:: Data for this exercise ::
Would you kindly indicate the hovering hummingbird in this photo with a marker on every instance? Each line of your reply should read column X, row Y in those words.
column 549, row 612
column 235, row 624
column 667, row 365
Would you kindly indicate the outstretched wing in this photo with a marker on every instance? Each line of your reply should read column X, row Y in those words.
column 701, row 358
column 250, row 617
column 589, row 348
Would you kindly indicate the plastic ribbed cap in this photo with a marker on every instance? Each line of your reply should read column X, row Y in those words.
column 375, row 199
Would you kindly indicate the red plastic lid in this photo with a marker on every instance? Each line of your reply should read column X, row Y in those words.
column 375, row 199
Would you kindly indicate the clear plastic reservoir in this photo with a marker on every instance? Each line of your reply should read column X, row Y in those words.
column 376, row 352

:: Exercise description ::
Put each line of the records above into a Markdown table with two columns, No. for the row number and Text for the line itself. Leave out any blank lines.

:: Task solution ::
| No. | Text |
|---|---|
| 1 | Would you kindly indicate the hovering hummingbird in this photo with a marker on every instance? Each line of your reply should read column X, row Y in those words. |
| 2 | column 549, row 612 |
| 3 | column 235, row 624 |
| 4 | column 667, row 365 |
| 5 | Would you kindly indicate the outstretched wing in this photo with a marker on every instance? Each line of your reply should read column X, row Y in those words. |
| 6 | column 701, row 358 |
| 7 | column 250, row 617 |
| 8 | column 589, row 348 |
| 9 | Would you kindly indicate the plastic ribbed cap in this photo with a marker on every instance? Each line of your reply should read column X, row Y in those words. |
| 10 | column 375, row 199 |
| 11 | Would you kindly indicate the red plastic lid in this photo with a marker on every instance? Each line of your reply should read column X, row Y in those words. |
| 12 | column 375, row 199 |
| 13 | Would you kindly indicate the clear plastic reservoir in this photo with a marker on every instance? Each line of your reply should read column X, row Y in those words. |
| 14 | column 376, row 352 |